TEXT PROVIDED →
|---|

Ok, so the initfs is typically in /boot, though it need not be.  It
needs to be someplace the bootloader can find it, and with grub legacy
that typically means on a bare hard drive partition, or one using md
raid-1 with older metadata.  The initramfs doesn't need to find itself
- the bootloader loads it into ram and passes its address to the
kernel when executing it.

> 2) the init program inside  the initramfs is run.
> 3) This init program will mount the real /usr and /var.

So, this is the chicken and egg bit that led to the question about how
the tool that creates initramfs knows what to copy from /usr, etc.  If
/usr can be mounted without any files from /usr, then clearly booting
without /usr mounted shouldn't be a problem (just mount it early).  If
it does need files from /usr, then the initramfs has to contain those
files since /usr isn't mounted yet.

The answer isn't that complicated - the tool just knows what files are
needed from a hardcoded list/etc.  It might also use some static
linked tools.  It might also use a subset of the regular udev/etc
tools - it doesn't need to configure your video capture card and mouse
- it just needs to find anything that could contain the root
filesystem (and now /usr as well).

|---|

DATA EXCERPT →

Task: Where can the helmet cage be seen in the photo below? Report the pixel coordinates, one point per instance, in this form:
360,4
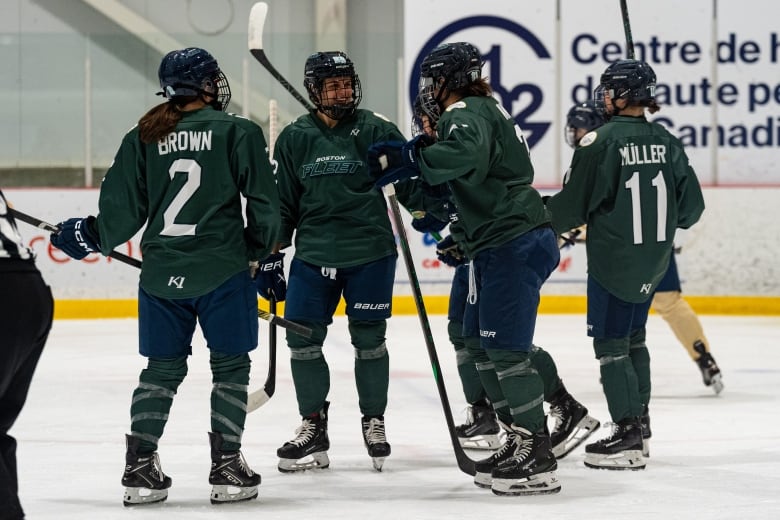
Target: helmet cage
334,64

|---|

WHAT YOU ARE ASKED TO DO → According to the initramfs passage, how does the tool that builds the initramfs know which files it needs?

RESPONSE FOR THIS EXERCISE → It works from a hardcoded list of the needed files.